## DATASET EXTRACT
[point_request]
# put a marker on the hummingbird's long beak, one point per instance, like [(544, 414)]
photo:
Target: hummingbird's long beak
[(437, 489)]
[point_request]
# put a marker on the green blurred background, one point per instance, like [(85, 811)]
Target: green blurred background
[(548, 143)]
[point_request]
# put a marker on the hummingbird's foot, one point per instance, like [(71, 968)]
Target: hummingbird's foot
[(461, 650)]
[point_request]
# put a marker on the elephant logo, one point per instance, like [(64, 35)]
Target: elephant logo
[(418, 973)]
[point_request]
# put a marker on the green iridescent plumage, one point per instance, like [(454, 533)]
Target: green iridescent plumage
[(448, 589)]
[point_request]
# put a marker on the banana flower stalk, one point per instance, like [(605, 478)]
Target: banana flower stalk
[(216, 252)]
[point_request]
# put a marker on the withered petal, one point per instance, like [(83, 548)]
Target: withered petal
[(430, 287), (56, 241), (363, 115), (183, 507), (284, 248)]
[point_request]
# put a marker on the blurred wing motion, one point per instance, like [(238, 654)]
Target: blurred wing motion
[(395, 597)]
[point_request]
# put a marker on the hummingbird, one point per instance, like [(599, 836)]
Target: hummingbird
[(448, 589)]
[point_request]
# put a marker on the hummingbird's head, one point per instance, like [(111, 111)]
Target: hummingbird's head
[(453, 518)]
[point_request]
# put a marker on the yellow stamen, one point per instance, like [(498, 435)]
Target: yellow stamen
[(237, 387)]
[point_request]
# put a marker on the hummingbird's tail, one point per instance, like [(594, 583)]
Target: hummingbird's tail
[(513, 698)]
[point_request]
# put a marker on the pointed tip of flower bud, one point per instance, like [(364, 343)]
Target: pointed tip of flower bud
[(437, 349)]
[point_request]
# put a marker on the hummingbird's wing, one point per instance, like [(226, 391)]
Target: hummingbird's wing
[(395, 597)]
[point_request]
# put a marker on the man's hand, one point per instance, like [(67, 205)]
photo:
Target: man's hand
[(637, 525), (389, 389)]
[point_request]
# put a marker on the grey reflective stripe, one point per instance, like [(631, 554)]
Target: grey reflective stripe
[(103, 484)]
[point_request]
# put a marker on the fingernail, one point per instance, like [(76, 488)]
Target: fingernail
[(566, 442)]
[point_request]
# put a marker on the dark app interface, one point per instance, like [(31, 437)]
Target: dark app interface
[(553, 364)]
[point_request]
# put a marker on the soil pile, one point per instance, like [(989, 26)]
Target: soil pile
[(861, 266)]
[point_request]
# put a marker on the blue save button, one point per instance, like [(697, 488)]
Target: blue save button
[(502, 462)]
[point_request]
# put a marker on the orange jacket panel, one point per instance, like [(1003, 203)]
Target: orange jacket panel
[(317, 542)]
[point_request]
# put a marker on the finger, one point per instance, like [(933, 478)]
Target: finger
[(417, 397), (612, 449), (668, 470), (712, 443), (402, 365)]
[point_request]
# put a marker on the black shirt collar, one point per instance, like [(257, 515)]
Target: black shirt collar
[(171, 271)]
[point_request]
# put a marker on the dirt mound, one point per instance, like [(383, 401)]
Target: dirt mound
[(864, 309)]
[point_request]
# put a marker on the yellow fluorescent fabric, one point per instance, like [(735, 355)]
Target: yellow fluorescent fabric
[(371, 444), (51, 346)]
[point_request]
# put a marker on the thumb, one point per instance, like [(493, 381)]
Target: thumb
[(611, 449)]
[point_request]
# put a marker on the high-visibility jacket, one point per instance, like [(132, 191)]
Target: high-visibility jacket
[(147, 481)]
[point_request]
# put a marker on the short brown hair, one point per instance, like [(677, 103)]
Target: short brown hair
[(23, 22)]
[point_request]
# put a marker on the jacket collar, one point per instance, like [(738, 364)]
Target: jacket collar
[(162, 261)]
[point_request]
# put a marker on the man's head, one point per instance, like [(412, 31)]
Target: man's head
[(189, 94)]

## GOAL OF THE EXERCISE
All of the data above should be transcribed exactly.

## RESPONSE FOR THIS EXERCISE
[point_request]
# put a marker on the hummingbird's long beak, one point per instance, like [(544, 414)]
photo:
Target: hummingbird's long beak
[(437, 489)]
[point_request]
# put a marker on the green blurred background, one point per instance, like [(85, 811)]
Target: green blurred background
[(548, 143)]
[point_request]
# put a marker on the hummingbird's foot, one point per instance, like [(71, 968)]
Target: hummingbird's foot
[(461, 650)]
[point_request]
# put a marker on the elephant logo, one point per instance, like [(64, 35)]
Target: elephant logo
[(418, 973)]
[point_request]
# put a marker on the green iridescent plumage, one point per instance, like [(454, 533)]
Target: green iridescent plumage
[(448, 589)]
[point_request]
# put a marker on the banana flower stalk, one point per instance, like [(605, 478)]
Target: banana flower stalk
[(216, 252)]
[point_request]
# put a marker on the withered petal, one point per instance, like [(83, 548)]
Target: withered petal
[(430, 287), (56, 241), (363, 115), (183, 507), (284, 248)]
[point_request]
# put a marker on the blurred wing motion, one point per instance, like [(238, 654)]
Target: blurred wing motion
[(395, 597)]
[point_request]
# put a marker on the hummingbird, one point per instance, like [(599, 836)]
Target: hummingbird
[(448, 589)]
[point_request]
# put a marker on the hummingbird's head, one point per instance, like [(111, 111)]
Target: hummingbird's head
[(453, 518)]
[point_request]
# put a marker on the yellow stamen, one point per instance, like [(498, 435)]
Target: yellow stamen
[(237, 387)]
[point_request]
# put a marker on the hummingbird's tail, one point per instance, like [(594, 583)]
Target: hummingbird's tail
[(513, 698)]
[point_request]
# put a marker on the pointed tip of flower bud, one point per instance, like [(364, 343)]
Target: pointed tip of flower bud
[(437, 349)]
[point_request]
# put a marker on the hummingbird's wing, one point per instance, like [(226, 391)]
Target: hummingbird's wing
[(395, 597)]
[point_request]
# put a marker on the man's hand, one point per instance, like [(67, 205)]
photo:
Target: man's hand
[(637, 525), (389, 389)]
[point_request]
# put a marker on the grey reflective stripe, one point per instance, like [(631, 554)]
Target: grey reflective stripe
[(103, 484)]
[point_request]
# put a marker on the fingernail, one point per instance, like [(76, 488)]
Target: fingernail
[(566, 442)]
[point_request]
# put a marker on the dark app interface, one point per instance, like [(31, 437)]
Target: dark app interface
[(553, 364)]
[point_request]
# put a marker on the soil pile, one point per instance, like [(989, 26)]
Target: soil pile
[(861, 266)]
[point_request]
# put a marker on the blue save button, one point per instance, like [(697, 488)]
Target: blue save button
[(502, 462)]
[point_request]
# put a marker on the orange jacket panel, one point per instance, like [(1003, 203)]
Target: orange jacket panel
[(317, 542)]
[point_request]
# put a marker on the finger, one point per instance, like [(933, 478)]
Target: finger
[(417, 397), (612, 449), (668, 470), (712, 443), (402, 365)]
[point_request]
# put a marker on the black shirt collar, one point per instance, like [(257, 515)]
Target: black shirt collar
[(171, 271)]
[point_request]
# put a marker on the dirt mound, one point per instance, like [(383, 401)]
Target: dirt mound
[(864, 309)]
[point_request]
# put a marker on the yellow fluorescent fabric, one point per instance, like [(735, 355)]
Target: yellow fluorescent fabric
[(371, 444), (51, 346)]
[point_request]
# put a marker on the thumb, one point per instance, like [(493, 381)]
Target: thumb
[(611, 449)]
[point_request]
# put a marker on the high-visibility jacket, one point per instance, like [(132, 191)]
Target: high-visibility jacket
[(147, 481)]
[point_request]
# put a marker on the short brown hair, one point per instance, like [(677, 103)]
Target: short brown hair
[(23, 22)]
[point_request]
# put a marker on the jacket collar, one point per instance, like [(738, 364)]
Target: jacket collar
[(162, 261)]
[point_request]
# put a marker on the man's head, one point per instance, like [(412, 31)]
Target: man's head
[(189, 94)]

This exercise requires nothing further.